**WORK TASK 1**
Translate this sentence from the passage on the U.S. military's move away from oil into Spanish: "The most recent National Defense Authorization Act requires the Pentagon to go oil-free by 2035, pushing for an all-electric force."
**WORK TASK 2**
Extend the passage on the U.S. military's move to an oil-free, all-electric force, starting right after its final sentence.

**TEXT UNDER STUDY**

BEGIN

However, if great power competition is ramping up the financial contest to establish the economic leader of a new greener global economy, the U.S. military’s clean-up initiative could soon throw military force in the mix. The most recent National Defense Authorization Act requires the Pentagon to go oil-free by 2035, pushing for an all-electric force. This complete revolution in military technology and equipment could have significant consequences on the defense industry, the worst polluter in the world. However, as critics have pointed out, most resources that fuel electric batteries are processed in China. In this respect, the U.S. defense industry has yet to demonstrate the ability to gather and employ the raw materials needed for producing high-quality green technology without relying on external actors. With China seeking to consolidate its advantage in the rare earth metals market, it will be hard for the United States to pick up the disadvantage accumulated over the years.

END

[Collected data]
BEGIN

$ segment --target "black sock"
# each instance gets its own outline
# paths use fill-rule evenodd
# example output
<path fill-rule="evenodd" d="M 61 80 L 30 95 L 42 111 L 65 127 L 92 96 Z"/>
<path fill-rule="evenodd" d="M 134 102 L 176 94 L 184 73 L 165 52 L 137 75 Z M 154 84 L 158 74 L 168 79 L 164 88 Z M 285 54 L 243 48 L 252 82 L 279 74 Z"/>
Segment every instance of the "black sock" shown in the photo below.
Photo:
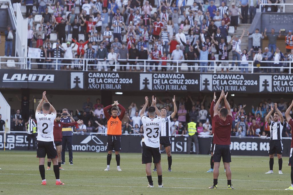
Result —
<path fill-rule="evenodd" d="M 158 184 L 159 186 L 162 185 L 162 182 L 163 181 L 163 179 L 162 179 L 162 175 L 158 176 Z"/>
<path fill-rule="evenodd" d="M 213 157 L 211 156 L 211 168 L 214 169 L 214 162 L 213 162 Z"/>
<path fill-rule="evenodd" d="M 47 162 L 47 164 L 48 165 L 48 166 L 50 167 L 51 167 L 51 162 Z"/>
<path fill-rule="evenodd" d="M 283 165 L 283 159 L 282 158 L 279 159 L 279 170 L 282 170 L 282 166 Z"/>
<path fill-rule="evenodd" d="M 170 156 L 168 157 L 168 168 L 169 169 L 171 168 L 171 165 L 172 165 L 172 156 Z"/>
<path fill-rule="evenodd" d="M 293 184 L 293 167 L 291 167 L 291 184 Z"/>
<path fill-rule="evenodd" d="M 273 170 L 274 166 L 274 158 L 270 159 L 270 170 Z"/>
<path fill-rule="evenodd" d="M 55 177 L 56 180 L 59 179 L 60 177 L 60 171 L 59 170 L 59 167 L 58 165 L 53 165 L 54 173 L 55 174 Z"/>
<path fill-rule="evenodd" d="M 218 184 L 218 179 L 214 179 L 214 186 L 215 186 L 216 185 Z"/>
<path fill-rule="evenodd" d="M 117 165 L 120 166 L 120 155 L 116 155 L 116 162 L 117 162 Z"/>
<path fill-rule="evenodd" d="M 40 174 L 41 174 L 41 177 L 42 180 L 45 179 L 45 167 L 44 165 L 39 165 L 39 170 L 40 170 Z"/>
<path fill-rule="evenodd" d="M 149 176 L 146 176 L 146 177 L 147 177 L 147 180 L 149 181 L 149 183 L 151 186 L 153 186 L 154 183 L 153 183 L 153 180 L 151 179 L 151 175 L 149 175 Z"/>
<path fill-rule="evenodd" d="M 108 154 L 107 155 L 107 165 L 110 165 L 111 159 L 112 159 L 112 155 Z"/>

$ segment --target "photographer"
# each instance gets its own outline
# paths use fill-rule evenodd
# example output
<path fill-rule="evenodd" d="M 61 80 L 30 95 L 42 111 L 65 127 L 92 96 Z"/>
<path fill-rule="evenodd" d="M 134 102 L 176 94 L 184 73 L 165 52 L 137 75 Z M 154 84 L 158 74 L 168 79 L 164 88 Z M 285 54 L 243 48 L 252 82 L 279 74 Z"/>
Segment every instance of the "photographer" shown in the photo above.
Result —
<path fill-rule="evenodd" d="M 71 113 L 72 114 L 72 113 Z M 65 123 L 70 123 L 75 122 L 72 116 L 68 113 L 68 110 L 67 108 L 64 108 L 62 110 L 62 114 L 60 121 Z M 68 150 L 68 155 L 69 156 L 69 164 L 73 165 L 72 162 L 72 135 L 73 127 L 64 127 L 62 128 L 62 151 L 61 152 L 61 163 L 62 165 L 65 164 L 65 148 L 67 145 Z"/>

END

**YOUR RESPONSE 1**
La más reciente Ley de Autorización de Defensa Nacional exige que el Pentágono deje de depender del petróleo para 2035, impulsando una fuerza totalmente eléctrica.

**YOUR RESPONSE 2**
Additionally, extracting methods of these minerals risk worsening their delicate environment, but new opportunities for supply and mining reside in African countries, where the effects of climate change are already putting a strain on populations and at-risk countries. While there is significant potential for African countries to replace China as the source of rare earth minerals, the possibility of a new resource competition brings back nightmares to a continent that has been a historical target for resource exploitation among great powers. This potential new scramble for African-based resources builds on a fragile and at-risk territory where climate change is already increasing the prospect of conflict and instability. This intersection between conflict and resource competition could revitalize the initiative for humanitarian interventions to salvage and protect populations in areas where great powers seek to establish dominance over resources. In this respect, climate change could fuel a never-ending cycle of disaster, political instability, resource competition, and war that could easily spill over into a new controversial campaign of military interventions. After all, if a humanitarian intervention derives from the moral imperative of more powerful countries to protect the most vulnerable, the most culpable countries for global emissions and climate change should also be responsible for protecting the victims of their climate exploitation from related consequences, including conflict. This old rhyme should prompt a thorough reflection in the United States which cannot afford another decade of resource-consuming humanitarian interventions, especially if it wants to preserve its global leadership.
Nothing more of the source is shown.